§ TEXT TO READ
********

Terry Virgo always says, “If you’re not convinced, you won’t sustain,” and was it Bill Beckham who said, “Where the vision’s unclear the price is too high?”
At this moment there are upwards of 900 million people learning English as a second language. Surely this means the opportunity to preach the gospel in English is greater than ever before? Why should we go through the slow, inefficient, painful, shameful process of learning local heart language? A few quick thoughts:
1. People receive their identity in their mother tongue
Lebanese writer Amin Maalouf is trilingual. He writes “Language is bound to remain the mainspring of cultural identity.” Each language he speaks has a compartment in his life with associated culture and expectations (Amin Maalouf, ‘On Identity’).
If people receive the gospel in English, not their mother tongue, it will not displace the loyalties and defaults of their previous identity. It cannot pass into the deepest places in their being. It cannot move them. It cannot change them.
If worldview is a story, the gospel cannot replace this with a better story whilst it resides in a separate compartment.
Perhaps this is the reason why Christians in Rwanda could worship Christ and then kill their brothers. When faith language is different to tribal language there is a conflict of identity. When culture kicks in (weddings, funerals, crises, conflict), people will always default to their mother-tongue loyalties.
2. Approaching God the Father in your mother tongue is a basic must of Christianity
One of our arguments to Muslims is that if God loves his kids why do some have an advantage on the basis of language? When Jesus taught his disciples to use “Abba” he was de-formalizing prayer from the religious language of Hebrew into the everyday language of Aramaic. In a world where language has so often been used for clerical control (Jewish Hebrew, Latin Catholicism, Orthodox High Greek, Quranic Arabic) ensuring that the gospel is in the hands of everyday people who can approach God on a level playing field is non-negotiable!

********

§ WRITTEN INSTRUCTION A
Count the lines in the entries that contain the string "rule", treating uppercase and lowercase as different. Reply with the number only.

********

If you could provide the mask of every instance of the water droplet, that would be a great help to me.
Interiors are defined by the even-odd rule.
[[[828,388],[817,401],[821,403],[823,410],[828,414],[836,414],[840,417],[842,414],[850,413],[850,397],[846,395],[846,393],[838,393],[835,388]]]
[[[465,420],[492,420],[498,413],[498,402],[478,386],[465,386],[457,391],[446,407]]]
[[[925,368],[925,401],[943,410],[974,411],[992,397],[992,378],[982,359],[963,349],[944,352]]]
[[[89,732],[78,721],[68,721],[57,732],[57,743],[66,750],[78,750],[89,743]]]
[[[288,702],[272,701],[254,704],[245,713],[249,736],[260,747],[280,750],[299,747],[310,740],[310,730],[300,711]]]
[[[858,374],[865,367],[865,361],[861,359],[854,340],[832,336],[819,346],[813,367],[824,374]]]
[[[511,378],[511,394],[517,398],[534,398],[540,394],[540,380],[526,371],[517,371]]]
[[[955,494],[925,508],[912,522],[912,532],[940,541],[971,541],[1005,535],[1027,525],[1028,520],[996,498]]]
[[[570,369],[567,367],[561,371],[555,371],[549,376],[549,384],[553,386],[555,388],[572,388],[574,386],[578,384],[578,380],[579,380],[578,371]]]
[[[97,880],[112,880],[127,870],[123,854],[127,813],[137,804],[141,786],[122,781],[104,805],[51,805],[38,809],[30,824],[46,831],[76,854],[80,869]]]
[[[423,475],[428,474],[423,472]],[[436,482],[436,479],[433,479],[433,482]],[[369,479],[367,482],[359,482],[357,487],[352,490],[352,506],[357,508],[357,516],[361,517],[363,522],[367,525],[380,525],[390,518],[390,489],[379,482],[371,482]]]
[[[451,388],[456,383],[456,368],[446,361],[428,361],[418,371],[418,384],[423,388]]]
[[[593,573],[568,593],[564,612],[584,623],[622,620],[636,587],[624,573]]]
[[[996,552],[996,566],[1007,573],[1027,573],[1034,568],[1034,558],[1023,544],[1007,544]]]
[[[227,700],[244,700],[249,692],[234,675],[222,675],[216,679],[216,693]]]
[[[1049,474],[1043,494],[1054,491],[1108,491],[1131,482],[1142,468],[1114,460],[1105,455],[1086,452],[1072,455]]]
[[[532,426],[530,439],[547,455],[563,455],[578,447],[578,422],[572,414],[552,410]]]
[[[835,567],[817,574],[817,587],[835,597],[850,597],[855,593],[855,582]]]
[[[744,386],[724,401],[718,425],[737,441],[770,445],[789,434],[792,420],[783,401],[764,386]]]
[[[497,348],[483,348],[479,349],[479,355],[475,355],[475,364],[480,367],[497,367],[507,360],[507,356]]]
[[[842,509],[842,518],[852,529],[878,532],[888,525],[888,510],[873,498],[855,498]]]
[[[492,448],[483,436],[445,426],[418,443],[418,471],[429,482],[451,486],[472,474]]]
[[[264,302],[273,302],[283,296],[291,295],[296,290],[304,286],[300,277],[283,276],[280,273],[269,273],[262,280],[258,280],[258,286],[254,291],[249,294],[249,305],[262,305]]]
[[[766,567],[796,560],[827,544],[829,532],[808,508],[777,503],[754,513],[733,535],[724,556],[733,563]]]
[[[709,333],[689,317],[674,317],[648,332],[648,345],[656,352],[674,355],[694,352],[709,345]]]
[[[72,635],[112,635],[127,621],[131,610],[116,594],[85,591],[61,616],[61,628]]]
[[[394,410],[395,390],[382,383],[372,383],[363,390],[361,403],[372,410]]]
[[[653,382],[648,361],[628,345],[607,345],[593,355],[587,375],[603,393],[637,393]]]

********

§ WRITTEN INSTRUCTION B
Translate this sentence from the text about preaching in local languages into Spanish: "When faith language is different to tribal language there is a conflict of identity."

§ FINAL ANSWER A
1

§ FINAL ANSWER B
Cuando el idioma de la fe es diferente del idioma tribal, hay un conflicto de identidad.